**Tarea del ejercicio 1**. Reproduce sin ningún cambio todo lo que va en los registros desde la línea que contiene "For the dataset, tag each instance of the black" hasta la línea que contiene "Query: black tv screen", ambas incluidas.

......

El barroco frío de Pablo Farrés o la ética demostrada esquizoanalíticamente - Rafael Arce

 

En el prólogo a la reedición de 1954 de su Historia Universal de la Infamia, Jorge Luis Borges anotaba: “Yo diría que barroco es el estilo que deliberadamente agota (o pretende agotar) sus posibilidades y que linda con su propia caricatura”. Con la segunda parte de esta definición, solo tres años después, José Lezama Lima creyó razonable disentir. En 2020, Las pasiones alegres, de Pablo Farrés, también. Esto no es más que un juego de palabras: ni Borges ni Lezama ni Farrés piensan que lo “razonable” constituya un valor. Aunque ladina, la falsa modestia borgiana capta con precisión el valor del barroco: la novelística de Farrés dilapida, pletórica, una imaginación proliferante y una exuberancia verbal. César Aira afirma (tramposamente) que su imaginación barroca lo obliga a una prosa informativa, sin estilo. Lo sorprendente de la narrativa de Farrés es que no renuncia a ese isomorfismo y, no obstante, las historias que exorcizan ese mentado horror vacui se dejan leer con cristalina transparencia. Dice también Aira:

 

Odio tener que leer esas interminables extensiones de prosa de alta calidad hasta alcanzar la novela… Pasar por lo bueno para llegar a la literatura. ¡Y pensar que a ese preliminar intolerable nos obliga la buena literatura! Me gustaría poder escribir alguna vez alguna novela que se diera inmediatamente, sin anteponer su calidad.

 

Este “darse inmediatamente” es el don de la narrativa de Farrés: potlatch puramente novelesco: voluntad que hace regalos de entrada, sin circunloquios, sin esas “chotadas de prólogo”, como decía Osvaldo Lamborghini, ese otro maestro de la inmediación. Las pasiones alegres empieza y la novela ya está sucediendo, ya ha sucedido, ya estamos en el corazón de la fábula (o más bien en el de las tinieblas). Farrés no se guarda nada, no administra, no calcula, no raciona: se la patina toda, sin pasarse sin embargo nunca de rosca. De ahí el misterio de su diáfana legibilidad: en vez del trance lamborghiniano, el continuo de Farrés tiene algo de la gelidez del cirujano, una especie de sangre fría, un “estilo clásico” en el que lo abominable, lo monstruoso, lo inimaginable, lo abyecto, se “notifican” en una prosa nada inglesa, nada discreta, nada lacónica, verborrágica pero no estridente, velocísima pero detenida, como el viaje invisible de un glaciar o el desplazarse sublime de un asteroide.

 

Los narradores y personajes de Las pasiones alegres asisten a lo espeluznante con el presentimiento de que la anestesia universal de nuestro tiempo es mucho más abominable que cualquier espanto. Lo que horroriza no es el horror sino la frialdad del monstruo. El barroco frío de Farrés, si el oxímoron es tolerable, vuelve carne (cuerpo muerto, congelado por la nieve de una Siberia Mundial, como esos cadáveres helados del final alucinante de la novela) la anestesia del viviente humano de nuestro tiempo, que ya es distópico, que ha sido siempre, desde su origen, distopía (la distopía no pertenecería entonces a la ciencia ficción sino a la arqueología).

......

**Tarea del ejercicio 2**. Según el texto sobre Las pasiones alegres, ¿a quién se atribuye la expresión "chotadas de prólogo"?

**Registros proporcionados**.
......

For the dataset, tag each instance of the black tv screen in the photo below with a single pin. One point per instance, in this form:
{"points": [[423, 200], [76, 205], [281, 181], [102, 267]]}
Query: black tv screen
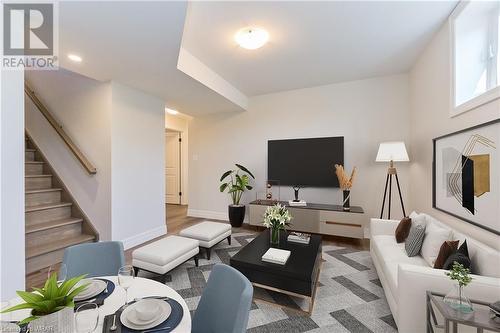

......

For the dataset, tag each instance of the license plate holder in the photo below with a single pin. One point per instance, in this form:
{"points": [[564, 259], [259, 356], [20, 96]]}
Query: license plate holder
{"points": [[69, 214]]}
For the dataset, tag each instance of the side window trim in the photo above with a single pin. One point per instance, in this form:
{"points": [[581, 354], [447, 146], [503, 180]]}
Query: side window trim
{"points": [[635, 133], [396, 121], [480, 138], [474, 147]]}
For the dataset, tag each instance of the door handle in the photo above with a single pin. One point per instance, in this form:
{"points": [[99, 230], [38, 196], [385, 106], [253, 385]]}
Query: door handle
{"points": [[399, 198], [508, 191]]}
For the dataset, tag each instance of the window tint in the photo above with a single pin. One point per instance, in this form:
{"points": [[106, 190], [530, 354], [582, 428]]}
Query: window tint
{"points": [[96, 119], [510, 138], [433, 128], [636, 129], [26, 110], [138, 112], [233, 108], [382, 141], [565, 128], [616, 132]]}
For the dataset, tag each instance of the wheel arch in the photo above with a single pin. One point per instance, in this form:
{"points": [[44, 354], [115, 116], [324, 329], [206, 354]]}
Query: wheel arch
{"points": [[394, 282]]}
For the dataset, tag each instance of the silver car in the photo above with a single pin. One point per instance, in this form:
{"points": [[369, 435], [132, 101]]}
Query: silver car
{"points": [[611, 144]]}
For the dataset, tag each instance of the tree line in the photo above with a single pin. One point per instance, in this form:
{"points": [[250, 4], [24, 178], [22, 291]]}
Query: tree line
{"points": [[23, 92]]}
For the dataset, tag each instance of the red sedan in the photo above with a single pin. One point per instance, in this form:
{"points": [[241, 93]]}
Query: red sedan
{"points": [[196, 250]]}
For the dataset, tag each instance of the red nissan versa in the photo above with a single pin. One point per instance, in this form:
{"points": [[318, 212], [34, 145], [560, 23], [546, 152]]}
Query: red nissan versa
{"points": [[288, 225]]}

......

**Respuesta completa 1**.
For the dataset, tag each instance of the black tv screen in the photo below with a single pin. One point per instance, in this form:
{"points": [[423, 200], [76, 205], [281, 181], [102, 267]]}
Query: black tv screen

**Respuesta completa 2**. A Osvaldo Lamborghini.